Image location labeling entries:

■ ■ ■ ■ ■

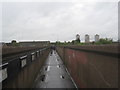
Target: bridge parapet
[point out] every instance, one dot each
(20, 71)
(92, 66)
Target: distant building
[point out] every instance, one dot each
(96, 38)
(34, 43)
(87, 39)
(77, 37)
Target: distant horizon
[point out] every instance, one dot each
(61, 21)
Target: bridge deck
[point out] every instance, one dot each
(53, 74)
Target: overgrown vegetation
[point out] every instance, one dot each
(77, 42)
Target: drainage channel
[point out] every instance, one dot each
(54, 74)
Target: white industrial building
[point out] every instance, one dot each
(87, 39)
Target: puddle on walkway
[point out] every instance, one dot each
(55, 75)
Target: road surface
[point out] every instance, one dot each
(54, 74)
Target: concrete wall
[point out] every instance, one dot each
(26, 76)
(92, 66)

■ ■ ■ ■ ■

Rewrite all of the records above, replacing "Target" with "Object" and leaving everything else unchanged. Omit the picture lines from your answer.

Object: bridge parapet
[point out] every instance, one dot each
(20, 71)
(92, 66)
Object: distant building
[point out] every instance, one dot each
(96, 38)
(34, 43)
(87, 39)
(77, 37)
Object: distant horizon
[point out] every instance, one dot each
(61, 21)
Object: bridge deck
[point out] every instance, one dot each
(53, 74)
Object: overgrown vegetation
[point out] every instance, one dot each
(77, 42)
Object: drainage channel
[point out] every instance, one dot each
(54, 74)
Object: white industrial building
[point out] every instance, one dot each
(87, 39)
Object: puddle on walkway
[point out] every instance, one dot each
(55, 75)
Object: road surface
[point out] every instance, one dot each
(54, 74)
Object: concrete wall
[point out] every instance, one dot each
(26, 76)
(92, 66)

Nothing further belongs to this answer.